+++ EXERCISE PASSAGE +++
GENEVA (Reuters) – Azerbaijan said on Wednesday that two humanitarian aid convoys for the ethnic Armenian Nagorno-Karabakh enclave could set off “within hours” – one from Armenia, and one from its own territory – if a road from the Azerbaijani side is unblocked.
Internationally recognised as part of Azerbaijan but run by ethnic Armenian authorities, Karabakh is at the centre of a rancorous stand-off, with Azerbaijan restricting movement along the only road to it from Armenia to thwart what it says is arms smuggling. Yerevan says that has caused acute food shortages.
Baku said last week it would be ready to allow Red Cross aid from Armenia into Karabakh if Red Crescent aid from Azerbaijan was let in at the same time.
Speaking on the sidelines of the U.N. Human Rights Council in Geneva, Foreign Minister Jeyhun Bayramov said that Azerbaijan was ready for such humanitarian convoys to be conducted “on a regular basis” and had authorised the International Committee of the Red Cross (ICRC) to make such deliveries.
“(The) ICRC is ready to organise two parallel convoys within several hours,” Bayramov said. “The green light from the Azerbaijani government exists.”
Bayramov said that ethnic Armenians needed to unblock the road between Aghdam and Karabakh, but that it was unclear when that might happen.
+++
▶ [REQUIRED TASKS]:
**a)** In the news report on the Karabakh aid convoys, where was Foreign Minister Jeyhun Bayramov speaking?
**b)** Write the next few sentences of the news report on the Karabakh aid convoys, picking up after its final sentence.
+++ SUPPLIED RECORDS +++
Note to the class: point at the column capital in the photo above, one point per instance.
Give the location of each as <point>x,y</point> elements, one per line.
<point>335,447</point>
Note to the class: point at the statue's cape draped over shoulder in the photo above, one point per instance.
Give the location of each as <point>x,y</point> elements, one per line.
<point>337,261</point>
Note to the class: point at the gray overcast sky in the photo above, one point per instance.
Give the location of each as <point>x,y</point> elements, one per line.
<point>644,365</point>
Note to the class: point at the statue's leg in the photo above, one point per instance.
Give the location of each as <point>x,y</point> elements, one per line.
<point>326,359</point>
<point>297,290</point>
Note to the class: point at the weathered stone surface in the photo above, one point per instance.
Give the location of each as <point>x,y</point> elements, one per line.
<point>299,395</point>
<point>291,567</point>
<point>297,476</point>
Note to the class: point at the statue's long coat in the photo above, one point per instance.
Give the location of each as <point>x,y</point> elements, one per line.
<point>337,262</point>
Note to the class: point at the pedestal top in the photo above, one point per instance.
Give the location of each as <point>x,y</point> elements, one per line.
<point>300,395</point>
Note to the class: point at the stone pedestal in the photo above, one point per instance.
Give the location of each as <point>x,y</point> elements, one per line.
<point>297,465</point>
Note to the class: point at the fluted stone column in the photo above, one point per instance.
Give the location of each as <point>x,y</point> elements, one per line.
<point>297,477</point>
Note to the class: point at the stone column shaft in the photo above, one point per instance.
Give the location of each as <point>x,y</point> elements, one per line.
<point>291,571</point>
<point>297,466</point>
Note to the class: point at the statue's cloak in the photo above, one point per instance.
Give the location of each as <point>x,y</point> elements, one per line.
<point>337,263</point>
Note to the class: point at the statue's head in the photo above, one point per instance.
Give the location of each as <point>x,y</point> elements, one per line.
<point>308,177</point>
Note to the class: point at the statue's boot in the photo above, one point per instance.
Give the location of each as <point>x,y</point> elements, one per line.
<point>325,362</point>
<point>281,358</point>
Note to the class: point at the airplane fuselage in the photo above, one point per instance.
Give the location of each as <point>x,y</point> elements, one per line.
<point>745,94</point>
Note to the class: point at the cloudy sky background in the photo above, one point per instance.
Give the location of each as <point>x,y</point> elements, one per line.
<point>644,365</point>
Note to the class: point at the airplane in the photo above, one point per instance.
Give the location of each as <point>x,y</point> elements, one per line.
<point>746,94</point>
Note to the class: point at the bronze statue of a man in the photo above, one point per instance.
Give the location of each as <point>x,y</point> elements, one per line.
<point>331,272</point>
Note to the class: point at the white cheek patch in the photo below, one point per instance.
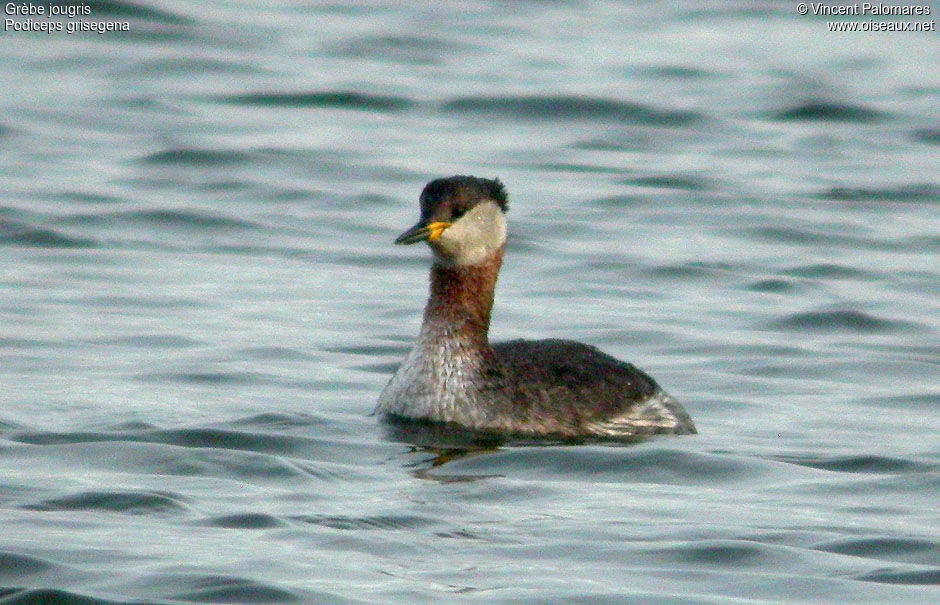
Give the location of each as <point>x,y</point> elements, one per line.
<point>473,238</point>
+++
▶ [YOUR WRITTEN ANSWERS]:
**a)** On the sidelines of the U.N. Human Rights Council in Geneva.

**b)**
“It may be within the next several hours, within the next several days,” he said.
Bayramov’s comments come a day after a Russian Red Cross truck carrying blankets, toiletries and food parcels crossed from the Azerbaijani side into Karabakh, the first time in 35 years that the breakaway area had allowed such access.
The delivery brought some relief to Karabakh residents who have been cut off from fresh supplies for nine months since a de facto Azerbaijani blockade of the “Lachin corridor” access road from Armenia, known as “the road of life” by Karabakh Armenians.
Baku denies imposing a blockade, saying it has allowed the Red Cross to evacuate people to Armenia for medical treatment via the corridor and that, according to its own information, there is no shortage of basic food staples.
Armenia says Baku’s actions have however caused acute shortages of food, medicine and other essentials.